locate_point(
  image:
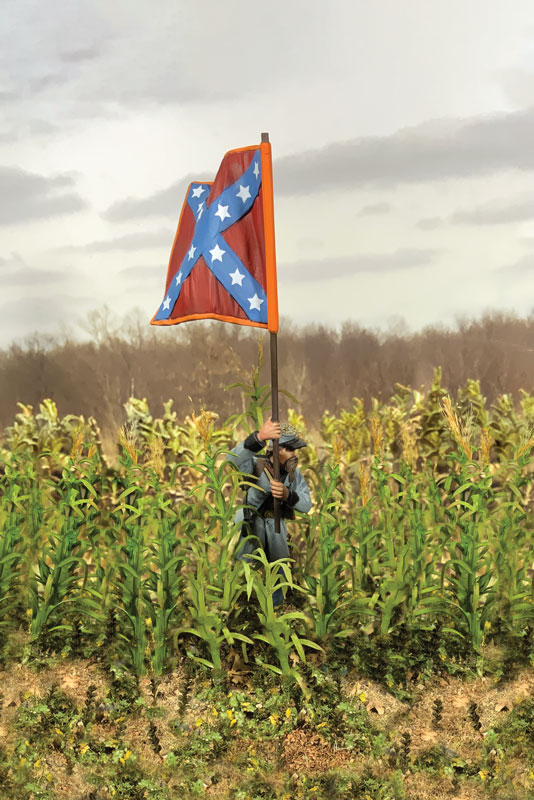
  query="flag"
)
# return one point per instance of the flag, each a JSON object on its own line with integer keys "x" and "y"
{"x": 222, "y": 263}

::::

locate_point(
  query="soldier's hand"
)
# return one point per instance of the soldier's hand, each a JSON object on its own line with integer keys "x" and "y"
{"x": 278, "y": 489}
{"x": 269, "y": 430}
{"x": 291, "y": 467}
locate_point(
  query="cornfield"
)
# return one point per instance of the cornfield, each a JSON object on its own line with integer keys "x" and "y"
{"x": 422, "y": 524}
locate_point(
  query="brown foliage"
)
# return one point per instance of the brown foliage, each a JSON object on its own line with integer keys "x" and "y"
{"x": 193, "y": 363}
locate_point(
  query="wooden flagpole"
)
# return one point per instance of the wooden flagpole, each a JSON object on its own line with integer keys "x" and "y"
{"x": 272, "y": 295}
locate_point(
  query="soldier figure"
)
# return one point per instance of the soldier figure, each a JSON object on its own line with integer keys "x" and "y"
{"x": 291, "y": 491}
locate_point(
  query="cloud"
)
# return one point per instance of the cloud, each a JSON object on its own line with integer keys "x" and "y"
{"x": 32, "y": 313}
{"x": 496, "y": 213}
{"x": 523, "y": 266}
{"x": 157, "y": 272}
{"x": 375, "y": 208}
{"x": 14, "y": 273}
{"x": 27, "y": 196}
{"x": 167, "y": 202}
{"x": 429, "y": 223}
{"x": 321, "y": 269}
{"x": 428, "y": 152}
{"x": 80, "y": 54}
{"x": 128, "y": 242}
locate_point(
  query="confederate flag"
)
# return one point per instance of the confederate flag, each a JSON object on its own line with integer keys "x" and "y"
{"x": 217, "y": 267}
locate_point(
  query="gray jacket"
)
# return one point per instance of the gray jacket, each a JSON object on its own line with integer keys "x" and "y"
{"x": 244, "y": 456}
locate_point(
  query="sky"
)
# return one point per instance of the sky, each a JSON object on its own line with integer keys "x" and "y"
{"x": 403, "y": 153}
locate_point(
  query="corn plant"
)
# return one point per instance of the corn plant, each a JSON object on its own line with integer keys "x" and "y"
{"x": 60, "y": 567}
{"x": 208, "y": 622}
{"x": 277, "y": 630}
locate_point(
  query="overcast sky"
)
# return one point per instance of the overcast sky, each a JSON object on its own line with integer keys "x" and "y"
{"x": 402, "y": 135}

::::

## What is asked
Please gather every line of the rows above that contains the string "figure". Case counts.

## Problem solution
  query="soldier figure"
# return one point per instance of the soldier figure, each a JSON object on its own line with integer keys "x" and "y"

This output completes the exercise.